• [THINGS TO DO]:
- a) Name every author listed in the passage on schema and motor-memory consolidation.
- b) Turn the paragraph of the motor-memory passage beginning "New information is learned faster" into a short bulleted list that keeps its main facts.
- c) Pick up the passage on schema and motor-memory consolidation after its final sentence and write what comes next.

• [SOURCE PASSAGE]:

==========

Schema and Motor-Memory Consolidation
Bradley R. King, Nina Dolfen, Mareike A. Gann, Zenzi Renard, Stephan P. Swinnen, and Genevieve Albouy

New information is learned faster if it is compatible with existing knowledge, which, according to the schema model of memory consolidation, occurs because consolidation processes can be accelerated when the new information fits a schema or an abstraction of previous knowledge stored in the neocortex. To investigate whether new motor information can be better learned when it fits previous memories, the researchers had participants perform a serial reaction time task (SRTT) in which they had to press different keys in response to different stimuli (i.e., colored squares presented on a screen). The SRTT established a specific pressing sequence, and participants were later tested on a similar task that required either a compatible sequence (i.e., 75% match with the initial SRTT order and 50% of the same movement transitions) or an incompatible sequence (i.e., only 12% match with the initial SRTT order and 50% of the same movement transitions).  Participants were faster and more accurate for the different transitions when the new sequence was compatible with the previously learned sequence, that is, when the new motor information fit the previously learned motor information. This effect occurred even when the beginning of the sequence was not similar to the old one, regardless of explicit awareness of sequences. However, the effect occurred only when motor memory for the old sequence was consolidated overnight. These findings support the idea of a schema model of memory consolidation that can be applied to motor memory. Motor learning might thus be accelerated through the availability of a compatible preexisting motor memory.

==========

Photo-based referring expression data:
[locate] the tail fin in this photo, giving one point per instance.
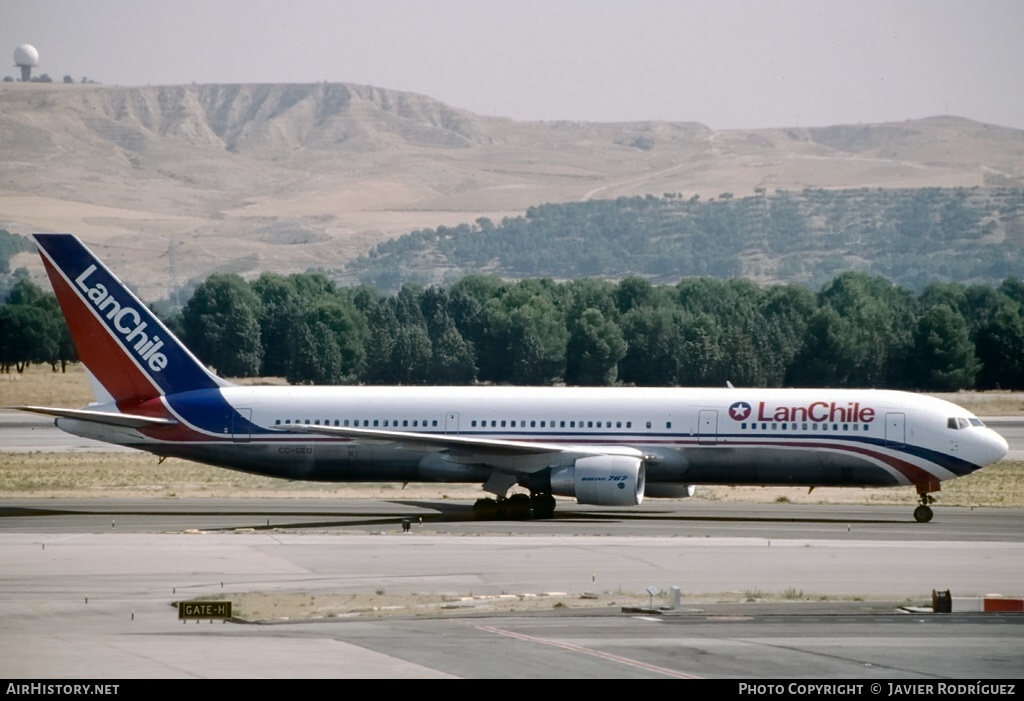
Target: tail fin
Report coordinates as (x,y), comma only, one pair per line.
(125,347)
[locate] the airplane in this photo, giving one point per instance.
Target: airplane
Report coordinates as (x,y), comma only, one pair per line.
(603,446)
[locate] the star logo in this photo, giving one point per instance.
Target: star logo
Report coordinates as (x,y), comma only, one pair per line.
(739,411)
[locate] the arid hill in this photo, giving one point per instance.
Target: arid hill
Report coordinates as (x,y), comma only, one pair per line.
(174,182)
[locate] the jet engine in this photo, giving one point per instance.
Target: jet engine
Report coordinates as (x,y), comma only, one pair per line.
(601,480)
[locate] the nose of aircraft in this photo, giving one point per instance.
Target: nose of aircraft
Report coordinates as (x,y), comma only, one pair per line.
(994,448)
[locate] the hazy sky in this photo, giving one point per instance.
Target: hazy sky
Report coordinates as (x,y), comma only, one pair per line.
(727,63)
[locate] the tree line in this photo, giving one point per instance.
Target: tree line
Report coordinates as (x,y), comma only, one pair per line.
(857,331)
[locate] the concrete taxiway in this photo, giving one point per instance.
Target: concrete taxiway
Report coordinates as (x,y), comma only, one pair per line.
(87,586)
(130,561)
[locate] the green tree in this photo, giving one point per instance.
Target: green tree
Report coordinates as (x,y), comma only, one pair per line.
(595,347)
(944,355)
(221,322)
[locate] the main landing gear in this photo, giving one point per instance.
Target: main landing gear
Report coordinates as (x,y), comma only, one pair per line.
(923,514)
(515,508)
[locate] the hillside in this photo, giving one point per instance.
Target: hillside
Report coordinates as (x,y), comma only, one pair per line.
(174,182)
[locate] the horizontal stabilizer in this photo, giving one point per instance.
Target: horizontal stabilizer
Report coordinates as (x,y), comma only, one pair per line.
(129,421)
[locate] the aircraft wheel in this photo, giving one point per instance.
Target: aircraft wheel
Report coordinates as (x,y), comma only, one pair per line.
(544,506)
(485,510)
(517,508)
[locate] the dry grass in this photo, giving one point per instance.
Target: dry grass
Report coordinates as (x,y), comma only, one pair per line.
(125,475)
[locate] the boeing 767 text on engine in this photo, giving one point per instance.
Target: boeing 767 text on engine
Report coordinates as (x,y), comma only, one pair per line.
(606,446)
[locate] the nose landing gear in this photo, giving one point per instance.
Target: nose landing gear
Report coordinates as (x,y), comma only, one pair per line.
(923,514)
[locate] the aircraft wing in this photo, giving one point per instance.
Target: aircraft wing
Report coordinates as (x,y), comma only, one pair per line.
(520,455)
(130,421)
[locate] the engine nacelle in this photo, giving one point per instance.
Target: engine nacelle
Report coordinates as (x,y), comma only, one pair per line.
(601,481)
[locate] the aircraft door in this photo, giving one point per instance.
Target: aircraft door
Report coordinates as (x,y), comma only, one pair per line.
(452,423)
(241,421)
(708,427)
(895,429)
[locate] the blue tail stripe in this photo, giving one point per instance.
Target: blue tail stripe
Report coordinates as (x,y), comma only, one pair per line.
(142,337)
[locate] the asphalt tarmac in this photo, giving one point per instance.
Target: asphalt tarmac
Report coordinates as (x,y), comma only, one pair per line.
(88,587)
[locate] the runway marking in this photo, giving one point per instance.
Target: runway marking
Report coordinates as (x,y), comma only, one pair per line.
(588,651)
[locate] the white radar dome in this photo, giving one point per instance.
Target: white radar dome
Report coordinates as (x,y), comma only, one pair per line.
(26,54)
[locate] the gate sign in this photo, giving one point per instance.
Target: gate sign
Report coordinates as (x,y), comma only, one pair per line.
(195,610)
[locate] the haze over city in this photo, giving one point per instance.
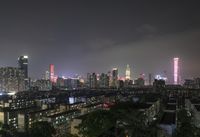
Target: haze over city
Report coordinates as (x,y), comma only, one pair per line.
(95,36)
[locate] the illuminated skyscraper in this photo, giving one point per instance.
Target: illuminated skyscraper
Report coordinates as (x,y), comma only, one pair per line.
(115,78)
(176,71)
(128,72)
(51,70)
(47,75)
(23,66)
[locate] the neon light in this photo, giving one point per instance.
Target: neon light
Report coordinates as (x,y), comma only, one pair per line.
(176,71)
(51,68)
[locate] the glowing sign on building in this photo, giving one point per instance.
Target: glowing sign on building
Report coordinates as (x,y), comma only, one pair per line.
(176,71)
(51,69)
(128,73)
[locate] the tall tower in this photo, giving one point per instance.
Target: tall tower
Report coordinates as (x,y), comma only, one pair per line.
(128,72)
(51,70)
(115,77)
(23,66)
(176,71)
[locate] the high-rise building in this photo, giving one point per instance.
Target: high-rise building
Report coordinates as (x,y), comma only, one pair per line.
(23,65)
(51,71)
(104,81)
(92,80)
(176,71)
(150,79)
(11,79)
(128,72)
(115,78)
(47,75)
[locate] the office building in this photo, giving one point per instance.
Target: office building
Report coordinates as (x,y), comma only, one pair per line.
(11,79)
(176,71)
(23,65)
(128,72)
(104,81)
(115,78)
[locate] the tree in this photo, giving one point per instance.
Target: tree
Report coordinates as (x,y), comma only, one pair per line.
(185,127)
(96,123)
(41,129)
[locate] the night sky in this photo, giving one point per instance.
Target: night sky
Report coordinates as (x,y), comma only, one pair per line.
(94,36)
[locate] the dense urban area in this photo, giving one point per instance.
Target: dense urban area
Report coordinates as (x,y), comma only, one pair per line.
(99,106)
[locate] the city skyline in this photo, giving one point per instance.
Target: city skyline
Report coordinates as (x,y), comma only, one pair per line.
(90,37)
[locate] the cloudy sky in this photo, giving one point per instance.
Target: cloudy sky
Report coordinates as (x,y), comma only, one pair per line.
(81,36)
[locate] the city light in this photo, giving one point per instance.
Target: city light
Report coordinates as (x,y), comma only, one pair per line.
(176,71)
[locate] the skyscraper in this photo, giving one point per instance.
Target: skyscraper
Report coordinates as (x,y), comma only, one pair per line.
(47,75)
(176,71)
(104,81)
(92,80)
(51,70)
(11,79)
(115,78)
(128,72)
(23,66)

==========

• [SET OF ANSWERS]:
- a) Bradley R. King, Nina Dolfen, Mareike A. Gann, Zenzi Renard, Stephan P. Swinnen, Genevieve Albouy

- b)
- The schema model of memory consolidation holds that new information is learned faster when it fits existing knowledge, because consolidation speeds up when the information matches a schema stored in the neocortex.
- Participants learned a key-pressing sequence in a serial reaction time task (SRTT), responding to colored squares on a screen.
- They were later tested on either a compatible sequence (75% match with the original order, 50% of the same transitions) or an incompatible one (12% match, 50% of the same transitions).
- With the compatible sequence, participants were faster and more accurate on the new transitions.
- This held even when the start of the sequence differed from the old one, and regardless of explicit awareness of the sequences.
- The effect appeared only when the old sequence had been consolidated overnight.
- The findings support applying the schema model to motor memory: a compatible existing motor memory may speed motor learning.

- c)
Reaching to the Self: The Development of Infants’ Ability to Localize Targets on the Body
Jackleen E. Leed, Lisa K. Chinn, and Jeffrey J. Lockman

The ability to localize and reach for targets on one’s own body underlies adaptive behaviors such as removing aversive stimuli on the skin (e.g., a crawling spider) or scratching an itch. But how is this ability developed? To find out, the researchers placed vibrating devices on different areas of the head and arms of 7- to 21-month-old infants. Independent observers coded whether infants attempted to reach the device, how successful they were, which hand they used to reach for the device, and how looking at the device was related to its removal. The older infants were, the more successful they were at reaching the devices, regardless of arm or head location. However, infants were more likely to reach for and make contact with devices at the mouth than at the ears or forehead. For the head, infants tended to use the left hand to reach and make contact with devices on the left, and to use the right hand to reach for and make contact with devices on the right, whereas they used the contralateral hand for devices on the arm. This effect indicates awareness of the impossibility of touching one’s arm with the hand on that arm. Visual localization was associated with successful reaching, but the success of reaching devices without looking was present and increased with age. These findings indicate that infants might be able to localize tactile sensations on their bodies and reach for them before they are able to tell their caregivers what they feel (e.g., tugging the ears may signal an ear infection, even though infants cannot report their discomfort yet).